= READING PASSAGE =
━━━━━━━━━━━━━━━━

To achieve profitable operations, we must, alone or with others, successfully execute on the factors stated above. If we are not successful in executing any of the above stated factors, our business will not be profitable and may never even generate any revenue, which make our common shares a less attractive investment and may harm the trading of our common shares.
Share Price & Shareholder Rights - Risk 3
2. At this stage of our business, even with our good faith efforts, potential investors have a substantial risk of losing their investment.
Because the nature of our business is expected to change as a result of shifts in the market price of oil and natural gas, competition, and the development of new and improved technology, management forecasts are not necessarily indicative of future operations and should not be relied upon as an indication of future performance.
Our management may incorrectly estimate projected occurrences and events within the timetable of its business plan, which would have an adverse effect on our results of operations and, consequently, make our common shares a less attractive investment and harm the trading of our common shares. Investors may find it difficult to sell their shares.
Share Price & Shareholder Rights - Risk 4
16. Because we are in the exploration stage of operations of our business, our securities are considered highly speculative.
We are in the exploration stage of our business. As a result, our securities must be considered highly speculative. We are engaged in the business of exploring and, if warranted and feasible, developing natural gas and oil properties. Our current properties are without known reserves of natural gas or oil. Accordingly, we have not generated any revenue, nor have we realized a profit from our operations to date and there is reduced likelihood that we will generate any revenues or realize any profits in the very near term. Any profitability in the future from our business will be dependent upon locating and developing economic reserves of natural gas and oil, which itself is subject to numerous risk factors as set forth herein. Since we have not generated any revenue, we will have to raise additional funds through loans from existing shareholders, the sale of our equity securities or a strategic arrangement with a third party in order to continue our business operations.
Share Price & Shareholder Rights - Risk 5
18. We may, in the future, issue additional common shares, which would reduce our investors' percentage of ownership and may dilute our share value.
Our Articles of Incorporation authorize the issuance of an unlimited number of common shares without par value and an unlimited number of preferred shares without par value. The future issuance of our unlimited authorized common shares may result in substantial dilution in the percentage of our common shares held by our then existing shareholders. We may value any common shares issued in the future on an arbitrary basis. The issuance of common shares for future services or acquisitions or other corporate actions may have the effect of diluting the value of the shares held by our investors and might have an adverse effect on any trading market for our common shares.
Share Price & Shareholder Rights - Risk 6
19. Our common shares are subject to the "Penny Stock" Rules of the SEC and we have no established market for our securities, which make transactions in our stock cumbersome and may reduce the value of an investment in our stock.

━━━━━━━━━━━━━━━━

= RECORD EXCERPTS =

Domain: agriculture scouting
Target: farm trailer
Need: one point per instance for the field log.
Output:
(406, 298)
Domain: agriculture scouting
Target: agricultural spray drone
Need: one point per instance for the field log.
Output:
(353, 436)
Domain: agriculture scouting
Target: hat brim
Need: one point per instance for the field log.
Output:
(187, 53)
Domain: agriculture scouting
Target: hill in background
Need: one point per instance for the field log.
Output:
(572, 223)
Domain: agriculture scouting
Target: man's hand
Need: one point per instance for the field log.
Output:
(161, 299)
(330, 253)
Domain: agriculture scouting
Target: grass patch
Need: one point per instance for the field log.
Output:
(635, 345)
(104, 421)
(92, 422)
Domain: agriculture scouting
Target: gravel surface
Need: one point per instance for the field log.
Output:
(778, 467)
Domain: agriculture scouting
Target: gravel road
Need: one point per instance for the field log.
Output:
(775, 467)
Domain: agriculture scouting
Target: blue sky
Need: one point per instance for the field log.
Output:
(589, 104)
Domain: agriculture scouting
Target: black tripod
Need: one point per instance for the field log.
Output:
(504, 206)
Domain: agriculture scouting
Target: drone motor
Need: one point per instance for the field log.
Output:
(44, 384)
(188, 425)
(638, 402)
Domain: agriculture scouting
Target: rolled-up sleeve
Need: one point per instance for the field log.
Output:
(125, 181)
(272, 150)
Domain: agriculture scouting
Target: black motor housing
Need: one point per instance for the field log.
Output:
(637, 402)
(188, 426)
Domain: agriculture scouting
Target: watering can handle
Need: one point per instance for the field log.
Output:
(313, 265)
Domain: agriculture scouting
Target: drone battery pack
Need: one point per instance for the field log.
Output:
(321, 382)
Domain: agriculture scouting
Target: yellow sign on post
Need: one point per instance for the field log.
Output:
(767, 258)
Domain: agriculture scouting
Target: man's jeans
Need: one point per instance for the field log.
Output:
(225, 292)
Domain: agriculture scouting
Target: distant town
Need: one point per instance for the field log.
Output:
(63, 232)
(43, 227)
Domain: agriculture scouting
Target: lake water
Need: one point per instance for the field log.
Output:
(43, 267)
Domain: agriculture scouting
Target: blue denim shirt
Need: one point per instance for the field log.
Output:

━━━━━━━━━━━━━━━━

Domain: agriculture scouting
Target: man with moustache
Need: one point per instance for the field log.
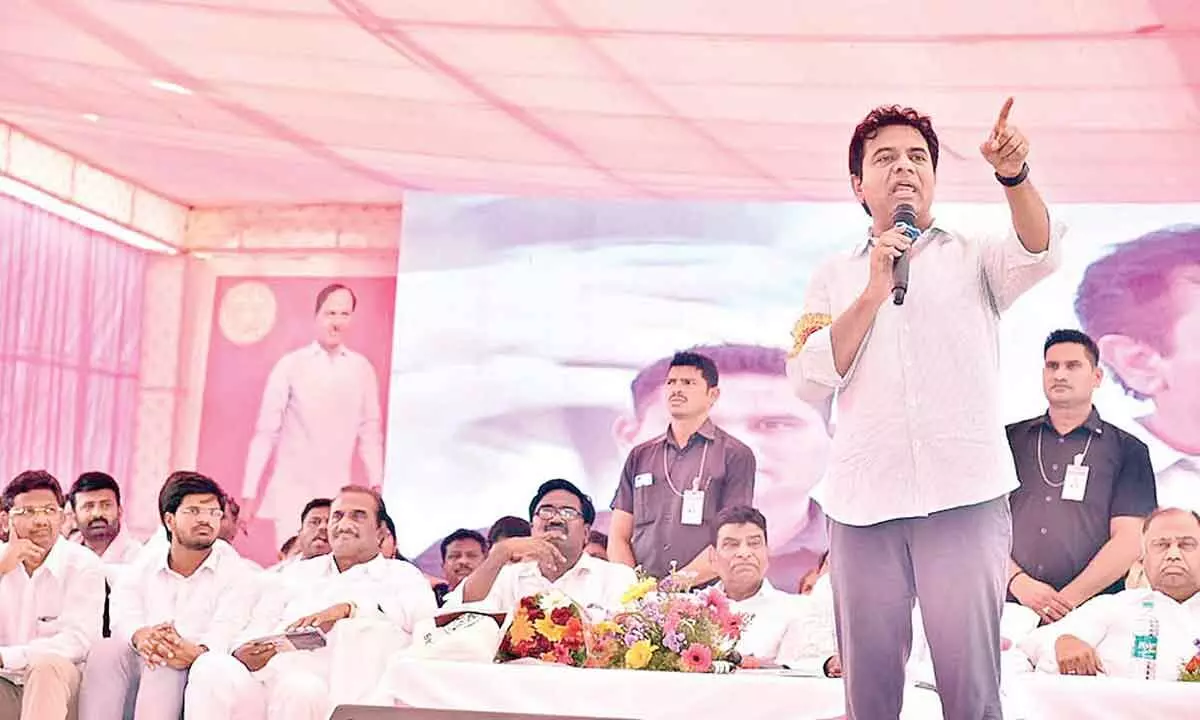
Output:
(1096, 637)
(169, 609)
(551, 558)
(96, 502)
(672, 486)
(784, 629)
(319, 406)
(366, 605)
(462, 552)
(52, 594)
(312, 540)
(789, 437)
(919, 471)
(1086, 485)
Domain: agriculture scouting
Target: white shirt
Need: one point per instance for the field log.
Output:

━━━━━━━━━━━━━━━━

= EXERCISE SET =
- a) In the risk factors excerpt, what do the Articles of Incorporation authorize the company to issue?
- b) Print the risk factors excerpt from "Share Price & Shareholder Rights - Risk 3" up to and including "sell their shares.".

= RESPONSES BY TASK =
- a) An unlimited number of common shares without par value and an unlimited number of preferred shares without par value.

- b)
Share Price & Shareholder Rights - Risk 3
2. At this stage of our business, even with our good faith efforts, potential investors have a substantial risk of losing their investment.
Because the nature of our business is expected to change as a result of shifts in the market price of oil and natural gas, competition, and the development of new and improved technology, management forecasts are not necessarily indicative of future operations and should not be relied upon as an indication of future performance.
Our management may incorrectly estimate projected occurrences and events within the timetable of its business plan, which would have an adverse effect on our results of operations and, consequently, make our common shares a less attractive investment and harm the trading of our common shares. Investors may find it difficult to sell their shares.